§ **Exercise prompt**:
Return each line exactly as written. Begin with the first line of the entries and end with the line that has "Q: Locate the pebble".

*** Dataset entries ***

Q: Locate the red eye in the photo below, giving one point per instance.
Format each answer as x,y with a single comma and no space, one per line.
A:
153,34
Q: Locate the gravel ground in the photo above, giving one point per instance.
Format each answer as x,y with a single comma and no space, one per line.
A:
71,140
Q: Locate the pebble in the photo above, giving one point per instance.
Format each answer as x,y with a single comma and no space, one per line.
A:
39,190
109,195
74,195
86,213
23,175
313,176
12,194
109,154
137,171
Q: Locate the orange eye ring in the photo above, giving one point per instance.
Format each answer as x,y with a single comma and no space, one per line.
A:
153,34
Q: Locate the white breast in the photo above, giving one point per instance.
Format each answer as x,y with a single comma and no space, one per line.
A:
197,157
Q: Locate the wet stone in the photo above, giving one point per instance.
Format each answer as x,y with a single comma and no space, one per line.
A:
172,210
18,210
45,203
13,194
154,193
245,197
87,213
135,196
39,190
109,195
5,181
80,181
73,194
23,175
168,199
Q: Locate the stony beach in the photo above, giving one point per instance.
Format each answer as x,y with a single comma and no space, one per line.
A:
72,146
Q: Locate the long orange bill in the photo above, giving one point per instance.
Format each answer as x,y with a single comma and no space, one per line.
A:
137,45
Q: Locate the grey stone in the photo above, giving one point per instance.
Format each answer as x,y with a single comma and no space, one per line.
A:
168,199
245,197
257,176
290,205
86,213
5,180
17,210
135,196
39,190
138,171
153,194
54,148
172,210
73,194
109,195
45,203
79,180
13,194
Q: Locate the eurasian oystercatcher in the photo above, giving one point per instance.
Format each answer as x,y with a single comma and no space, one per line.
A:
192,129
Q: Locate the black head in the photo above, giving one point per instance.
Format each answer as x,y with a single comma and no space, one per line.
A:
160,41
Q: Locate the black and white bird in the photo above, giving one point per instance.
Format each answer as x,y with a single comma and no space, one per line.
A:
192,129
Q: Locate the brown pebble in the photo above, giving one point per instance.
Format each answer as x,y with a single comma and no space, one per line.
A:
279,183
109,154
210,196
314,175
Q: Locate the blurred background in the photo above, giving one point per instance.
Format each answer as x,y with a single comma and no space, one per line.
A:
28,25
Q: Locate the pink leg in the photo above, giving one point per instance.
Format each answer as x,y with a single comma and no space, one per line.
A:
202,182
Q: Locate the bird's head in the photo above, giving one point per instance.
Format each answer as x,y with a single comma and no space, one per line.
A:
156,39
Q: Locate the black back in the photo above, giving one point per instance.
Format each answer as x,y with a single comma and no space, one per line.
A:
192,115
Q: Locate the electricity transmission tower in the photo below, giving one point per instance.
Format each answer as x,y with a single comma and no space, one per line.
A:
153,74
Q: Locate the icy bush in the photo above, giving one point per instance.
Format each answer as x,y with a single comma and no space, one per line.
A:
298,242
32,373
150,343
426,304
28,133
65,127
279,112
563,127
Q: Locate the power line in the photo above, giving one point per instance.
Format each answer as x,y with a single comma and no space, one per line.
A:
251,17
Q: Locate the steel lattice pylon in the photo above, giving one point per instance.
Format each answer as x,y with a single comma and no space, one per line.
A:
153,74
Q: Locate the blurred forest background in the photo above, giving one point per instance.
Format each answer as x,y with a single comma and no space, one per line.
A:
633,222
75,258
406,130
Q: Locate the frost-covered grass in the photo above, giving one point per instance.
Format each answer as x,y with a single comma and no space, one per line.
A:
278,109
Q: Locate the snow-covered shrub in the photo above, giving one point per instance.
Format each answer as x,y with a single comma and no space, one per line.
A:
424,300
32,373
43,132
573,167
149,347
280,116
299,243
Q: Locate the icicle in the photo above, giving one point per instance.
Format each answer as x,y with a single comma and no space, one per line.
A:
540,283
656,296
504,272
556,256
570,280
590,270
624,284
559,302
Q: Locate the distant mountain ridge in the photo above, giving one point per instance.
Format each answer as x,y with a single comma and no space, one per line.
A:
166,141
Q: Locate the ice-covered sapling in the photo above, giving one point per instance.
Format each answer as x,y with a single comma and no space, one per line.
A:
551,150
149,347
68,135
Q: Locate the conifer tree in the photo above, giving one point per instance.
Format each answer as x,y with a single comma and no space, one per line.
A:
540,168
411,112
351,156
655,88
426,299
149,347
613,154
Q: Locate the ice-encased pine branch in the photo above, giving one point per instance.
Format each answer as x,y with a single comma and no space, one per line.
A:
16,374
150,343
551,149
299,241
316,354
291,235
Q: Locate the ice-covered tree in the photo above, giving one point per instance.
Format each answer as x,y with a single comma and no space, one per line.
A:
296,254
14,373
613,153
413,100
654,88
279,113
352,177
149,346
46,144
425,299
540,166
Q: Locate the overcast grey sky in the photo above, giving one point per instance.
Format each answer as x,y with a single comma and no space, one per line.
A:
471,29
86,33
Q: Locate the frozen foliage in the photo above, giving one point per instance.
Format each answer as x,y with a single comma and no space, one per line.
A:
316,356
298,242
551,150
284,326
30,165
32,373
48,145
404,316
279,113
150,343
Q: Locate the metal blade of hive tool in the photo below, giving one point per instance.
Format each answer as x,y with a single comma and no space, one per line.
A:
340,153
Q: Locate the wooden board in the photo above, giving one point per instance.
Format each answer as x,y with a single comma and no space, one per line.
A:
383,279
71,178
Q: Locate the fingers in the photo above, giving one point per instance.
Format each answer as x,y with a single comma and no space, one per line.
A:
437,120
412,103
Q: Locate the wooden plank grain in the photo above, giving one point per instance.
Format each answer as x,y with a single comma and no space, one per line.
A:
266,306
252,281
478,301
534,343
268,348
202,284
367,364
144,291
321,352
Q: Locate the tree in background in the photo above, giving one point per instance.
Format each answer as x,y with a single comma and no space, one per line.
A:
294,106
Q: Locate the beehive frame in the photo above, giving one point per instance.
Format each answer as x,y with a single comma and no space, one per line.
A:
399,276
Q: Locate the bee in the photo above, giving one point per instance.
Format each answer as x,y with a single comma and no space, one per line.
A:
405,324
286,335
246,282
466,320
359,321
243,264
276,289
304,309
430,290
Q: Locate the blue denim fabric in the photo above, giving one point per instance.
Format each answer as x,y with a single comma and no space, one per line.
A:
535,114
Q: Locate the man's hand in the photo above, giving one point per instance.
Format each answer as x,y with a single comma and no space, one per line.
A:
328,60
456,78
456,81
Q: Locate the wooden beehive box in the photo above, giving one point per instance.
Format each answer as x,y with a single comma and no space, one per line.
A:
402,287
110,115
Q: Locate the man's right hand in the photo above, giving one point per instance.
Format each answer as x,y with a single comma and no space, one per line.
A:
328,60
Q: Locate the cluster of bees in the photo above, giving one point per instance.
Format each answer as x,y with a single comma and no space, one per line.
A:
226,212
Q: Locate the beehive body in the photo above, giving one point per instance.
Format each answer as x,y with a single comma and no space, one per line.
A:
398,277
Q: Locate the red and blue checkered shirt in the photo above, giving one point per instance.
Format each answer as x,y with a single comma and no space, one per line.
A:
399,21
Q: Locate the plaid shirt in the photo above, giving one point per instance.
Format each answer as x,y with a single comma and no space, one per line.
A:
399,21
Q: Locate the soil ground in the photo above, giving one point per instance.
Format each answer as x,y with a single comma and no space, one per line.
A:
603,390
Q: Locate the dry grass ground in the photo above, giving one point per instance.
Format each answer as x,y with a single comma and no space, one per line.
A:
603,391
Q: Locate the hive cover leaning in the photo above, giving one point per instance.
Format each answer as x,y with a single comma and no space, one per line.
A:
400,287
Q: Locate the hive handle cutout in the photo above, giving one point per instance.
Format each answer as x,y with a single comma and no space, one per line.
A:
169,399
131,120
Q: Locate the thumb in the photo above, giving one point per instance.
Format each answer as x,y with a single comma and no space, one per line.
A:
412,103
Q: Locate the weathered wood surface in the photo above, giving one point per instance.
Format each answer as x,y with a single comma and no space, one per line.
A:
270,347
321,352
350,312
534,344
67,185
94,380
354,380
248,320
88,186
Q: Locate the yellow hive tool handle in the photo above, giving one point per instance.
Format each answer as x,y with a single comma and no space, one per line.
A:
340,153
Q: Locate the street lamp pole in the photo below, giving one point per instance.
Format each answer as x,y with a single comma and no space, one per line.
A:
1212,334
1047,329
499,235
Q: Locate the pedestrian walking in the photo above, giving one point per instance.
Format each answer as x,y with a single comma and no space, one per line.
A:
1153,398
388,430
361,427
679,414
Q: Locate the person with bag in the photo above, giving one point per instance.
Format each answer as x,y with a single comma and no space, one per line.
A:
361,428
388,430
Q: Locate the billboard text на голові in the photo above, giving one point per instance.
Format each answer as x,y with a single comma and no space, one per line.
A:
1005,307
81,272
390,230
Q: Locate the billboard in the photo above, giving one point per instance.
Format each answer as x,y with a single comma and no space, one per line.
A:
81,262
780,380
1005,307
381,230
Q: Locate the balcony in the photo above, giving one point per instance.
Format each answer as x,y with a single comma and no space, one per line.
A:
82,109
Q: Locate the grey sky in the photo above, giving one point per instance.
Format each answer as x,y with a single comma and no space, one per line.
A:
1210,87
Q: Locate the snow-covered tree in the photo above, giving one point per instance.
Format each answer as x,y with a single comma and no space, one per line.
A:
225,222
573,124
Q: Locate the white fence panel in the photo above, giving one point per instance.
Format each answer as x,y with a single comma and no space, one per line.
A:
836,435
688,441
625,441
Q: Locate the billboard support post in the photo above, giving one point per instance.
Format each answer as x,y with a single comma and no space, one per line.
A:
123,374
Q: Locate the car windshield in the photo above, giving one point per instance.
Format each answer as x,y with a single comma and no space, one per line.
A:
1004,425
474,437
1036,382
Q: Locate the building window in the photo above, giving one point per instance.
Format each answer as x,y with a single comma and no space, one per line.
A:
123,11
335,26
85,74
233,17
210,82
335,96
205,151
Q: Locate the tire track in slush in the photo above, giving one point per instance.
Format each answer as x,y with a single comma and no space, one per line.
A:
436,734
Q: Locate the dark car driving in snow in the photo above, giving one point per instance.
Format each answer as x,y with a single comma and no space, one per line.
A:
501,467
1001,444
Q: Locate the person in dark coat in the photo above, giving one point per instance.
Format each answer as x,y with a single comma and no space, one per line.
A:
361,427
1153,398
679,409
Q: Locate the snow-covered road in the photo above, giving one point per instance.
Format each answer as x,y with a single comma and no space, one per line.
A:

*** End of Dataset entries ***

§ **Worked solution**:
Q: Locate the red eye in the photo below, giving one point per instance.
Format each answer as x,y with a single comma and no space, one per line.
A:
153,34
Q: Locate the gravel ground in the photo above, giving one point per instance.
Format each answer as x,y with a single comma and no space, one per line.
A:
71,140
Q: Locate the pebble in the photo above, giving one point per instance.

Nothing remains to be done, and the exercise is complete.